Passage shown:
Colorimetric responses were wine-type-dependent. In white wines, the L* value tended to decrease and b* increased in some of the samples, indicating a slight darkening or yellowing, which was also noted as increases in light absorption at 420 nm. In contrast, one of the red wines tested exhibited higher L*, a*, and b* values, suggesting a lighter color, with a small shift toward yellow/orange tones.

As opposed to the above, significant reductions in calcium concentration across all wine types evaluated, ranging from 10 to 32%, were detected (Table 1). These reductions were noted regardless of the analytical methodology employed, showing good agreement among results (Figure S1). The alginate treatments were less effective in removing calcium from the dealcoholized (10% reduction) and low-alcohol (22% reduction) samples, compared to the conventional wines tested (28 to 32% reduction), possibly because the lack of ethanol increases the solution’s dielectric constant, resulting in weaker crosslinking between alginate and calcium. No statistical differences in potassium were detected for any of the wines tested, and only a minimal but significant reduction in iron content was observed in the dealcoholized wine. In contrast, an important collateral effect of the addition of sodium alginate was observed regarding sodium concentration, which increased by up to ten-fold (but without surpassing 150 mg/L of total Na). It is expected that larger dosages and contact times of sodium alginate would result in even more sodium release, and this option would not be recommended. Related to this, four of the wines tested showed significant increases in conductivity, most likely driven by the rise in sodium concentration (Table 1).

Requirement 1: In the passage on alginate treatment of wine, what range of calcium reduction was detected across all wine types?
Requirement 2: Extend the passage on alginate treatment of wine, picking up right after its final sentence.

Material supplied:

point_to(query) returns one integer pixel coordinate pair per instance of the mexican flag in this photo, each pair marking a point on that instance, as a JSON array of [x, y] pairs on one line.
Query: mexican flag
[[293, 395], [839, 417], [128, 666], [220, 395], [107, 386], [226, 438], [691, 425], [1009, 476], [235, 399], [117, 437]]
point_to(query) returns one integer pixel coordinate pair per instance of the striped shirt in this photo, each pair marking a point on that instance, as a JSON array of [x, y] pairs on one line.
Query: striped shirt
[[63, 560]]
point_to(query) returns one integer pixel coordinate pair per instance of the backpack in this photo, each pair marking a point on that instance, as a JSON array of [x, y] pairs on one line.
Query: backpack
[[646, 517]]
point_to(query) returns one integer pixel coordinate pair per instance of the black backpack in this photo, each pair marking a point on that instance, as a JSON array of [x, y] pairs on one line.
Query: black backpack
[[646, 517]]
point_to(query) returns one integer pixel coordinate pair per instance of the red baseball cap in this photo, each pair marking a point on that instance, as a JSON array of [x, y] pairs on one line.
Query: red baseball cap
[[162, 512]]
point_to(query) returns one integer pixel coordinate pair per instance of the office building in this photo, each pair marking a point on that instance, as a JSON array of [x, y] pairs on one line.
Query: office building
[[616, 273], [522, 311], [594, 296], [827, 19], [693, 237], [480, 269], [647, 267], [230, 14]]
...
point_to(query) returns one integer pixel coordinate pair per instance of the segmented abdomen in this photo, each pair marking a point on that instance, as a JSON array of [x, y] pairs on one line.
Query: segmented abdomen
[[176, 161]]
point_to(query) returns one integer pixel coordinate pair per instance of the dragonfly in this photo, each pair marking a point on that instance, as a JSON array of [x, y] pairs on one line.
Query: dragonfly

Written response 1: From 10 to 32%.

Written response 2:
Comprehensive surveys of Californian and Australian wines found that sodium contents fall typically below 100 mg/L, with only a few wines surpassing 200 mg/L [42,43]. Other studies reported concentrations below 70 mg/L for Spanish, Chilean, and Italian wines [18,44,45,46]. Although most countries do not have common regulations for sodium content in wine, the International Organization of Vine and Wine, OIV, suggests a maximum acceptable limit of 80 mg/L of “sodium in excess” [47], which is defined as the content of sodium ions minus the content of chloride ions expressed as sodium [48]. By using the concept of “sodium in excess” rather than total sodium, one could distinguish natural sodium from that eventually introduced during winemaking.

The salty taste perception in wines is a complicated, multifactorial phenomenon, where not only sodium but also chloride ions are required for the activation of salt receptors [49,50]. All in all, potential treatments with sodium alginate should be further studied before considering their commercial use in wines, and if eventually approved, their application should be restricted to wines with low sodium content.

Additionally, the treatments with sodium alginate produced marginal, but significant, increases in wine turbidity in four of the wines tested and important increments in the other two wines (Sauvignon Blanc and Chardonnay) tested (Table 1). These effects might be explained by an incomplete removal of the colloids formed or by the destabilization of the gels formed prior to racking. This effect should be further studied in order to minimize turbidity increments.

Future work could evaluate the affinity of alginate for other divalent cations, such as Mn²⁺ and Cu²⁺, which are important for fermentation and oxidation processes, respectively [1].

3.3.2. Soluble Polysaccharide Profile

As shown in Figure 5, sodium alginate additions resulted in measurable increases in the content of total soluble polysaccharide in all wine samples. Statistically significant differences between control and treated wines (p < 0.05) were observed for Chardonnay (CH), Sauvignon Blanc (SB), reduced-alcohol Sauvignon Blanc (SBr), and Cabernet Sauvignon (CS). Among these, SBr wines showed the most pronounced response, with polysaccharide concentrations increasing by more than twofold relative to the control. Although the dealcoholized Chardonnay (CHd) and Petit Verdot (PV) wines also exhibited higher mean polysaccharide levels following treatment, these increases were not statistically significant, possibly due to greater variability within these samples.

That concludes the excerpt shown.